::: ИСХОДНЫЙ ТЕКСТ
Тут в этой истории появляется Чарльз Мэнсон, Сын Человеческий, Новый Иисус, Дьявол и Христос в одном лице, уголовник с семнадцатилетним тюремным стажем и длинноволосый хиппи, наигрывающий песенки собственного сочинения на гитаре. Он уже однажды мелькнул нам три десятка страниц назад, на ранчо Спана, где пел продюсеру Терри Мельчеру свои песни. Мельчеру песни не понравились, ему нравились Doors, и он хотел работать с ними, но они решили, что для продюсерских услуг им нужна компания звукозаписи. Мэнсон же за неимением продюсера продвигал себя сам. Однажды он явился с гитарой в мекку интеллектуалов, в Эсаленский институт, где исполнял свои песни на лужайке перед сотрудниками. И им тоже не понравилось.

Маршруты нового Иисуса Мэнсона и его хипповых девушек странным образом пролегали в тех же местах, что маршруты Повелителя Ящериц Моррисона. Понятно, кого только не встретишь на пляжах и хайвеях Западного побережья, и по каким только причудливым траекториям не носятся человеческие молекулы в раскаленной колбе семимиллионного Лос-Анджелеса, – но все-таки такие совпадения в географии и времени потрясают. Или убивают? Точно в тех же местах, точно по тем же пляжам и тротуарам, по которым ходил то воодушевленный, то обкуренный визионер и поэт Джим Моррисон, – ходил и маленький подлый человечек Чарли Мэнсон с двумя кожаными шнурками, перевитыми на шее.

Чарльз Мэнсон вышел из тюрьмы на острове Мак-Нил в штате Вашингтон 21 марта 1967 года и отправился в Сан-Франциско. На огромное Собрание племен, где счастливый Тимоти Лири играл в мяч с маленькой девочкой, нараспев читал мантры Аллен Гинзберг и слушал Grateful Dead Джим Моррисон, он не поспел. Весной и летом 1967-го Чарли Мэнсон болтался по Хэйт-Эшбери, сидел целыми днями на тротуарах, бренчал на гитаре, знакомился с хиппи, говорил с ними о революции, цеплял девушек и закидывался кислотой, которую по-прежнему производил для народа в своей лаборатории Август Оусли Стенли Третий. Пробовал Мэнсон в Хэйт-Эшбери и псилоцибин, который за пять веков до этого вызывал видения у индейских жрецов. Банкир Уоссом, открывший священные грибы в середине пятидесятых, считал, что они послужили причиной эволюционного сдвига и стимулировали религиозное сознание человечества; Мэнсон, читавший с трудом и никогда в жизни не слыхавший об Уоссоме, бренча на гитаре и тусуясь среди хиппи, в темных лабиринтах своего мозга выдумывал новую религию. Это была религия свободы и любви для отвергнутых родителями детей. Вопрос для уголовника и ублюдка Мэнсона, которому никто не отказывал в хитром извращенном уме, был только в том, насколько далеко простирается свобода и как далеко заводит любовь.
::::::
::: ИЗВЛЕЧЕННЫЕ ДАННЫЕ
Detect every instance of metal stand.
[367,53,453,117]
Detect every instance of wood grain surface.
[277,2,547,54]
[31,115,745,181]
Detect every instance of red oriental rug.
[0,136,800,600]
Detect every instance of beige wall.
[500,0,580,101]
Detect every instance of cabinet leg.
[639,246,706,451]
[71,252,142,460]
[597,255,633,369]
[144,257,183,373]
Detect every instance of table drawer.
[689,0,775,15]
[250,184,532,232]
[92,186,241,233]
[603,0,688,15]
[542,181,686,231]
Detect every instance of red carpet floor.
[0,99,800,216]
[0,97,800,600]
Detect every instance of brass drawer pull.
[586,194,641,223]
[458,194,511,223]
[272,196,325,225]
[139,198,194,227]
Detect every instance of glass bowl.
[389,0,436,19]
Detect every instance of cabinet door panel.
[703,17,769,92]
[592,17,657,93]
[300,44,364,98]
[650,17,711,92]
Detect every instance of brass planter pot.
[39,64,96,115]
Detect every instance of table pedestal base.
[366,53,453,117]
::::::
__ЗАДАНИЯ__.
1/ Перечислите всех людей, названных по имени или фамилии в абзаце текста о Мэнсоне, который начинается словами «Чарльз Мэнсон вышел из тюрьмы».
2/ Продолжите текст о Мэнсоне, начав сразу после его последнего предложения.

__ОТВЕТЫ К ЗАДАНИЯМ__.
1/ Чарльз Мэнсон, Тимоти Лири, Аллен Гинзберг, Джим Моррисон, Август Оусли Стенли Третий, Уоссом.

2/
Семья Мэнсона, возникшая в Хэйт-Эшбери и переселившаяся в Лос-Анджелес, разрасталась. Чарльз Мэнсон вербовал девочек прямо на улицах; этот тонкий психологист улавливал одиночество на лицах тех, кого родители выгнали из дома. Они потеряли отца, он становился им отцом. Они искали любви, он давал им любовь. Какие чудесные девчонки в белых платьях запечатлены на фотографии, сделанной на ранчо Спана! Веселые лица, обнаженные загорелые руки, босые ноги. Они явно счастливы. Их коротышка-гуру, повсюду ходивший с гитарой, дал им новые имена и наконец объяснил им мир. Конец близок. Черная раса вскоре восстанет против белой, кровь зальет улицы, и тогда они спрячутся в глубине земли, в ее полых областях, чтобы переждать страшные времена. А потом снова выйдут на свет, чтобы править одичавшим миром.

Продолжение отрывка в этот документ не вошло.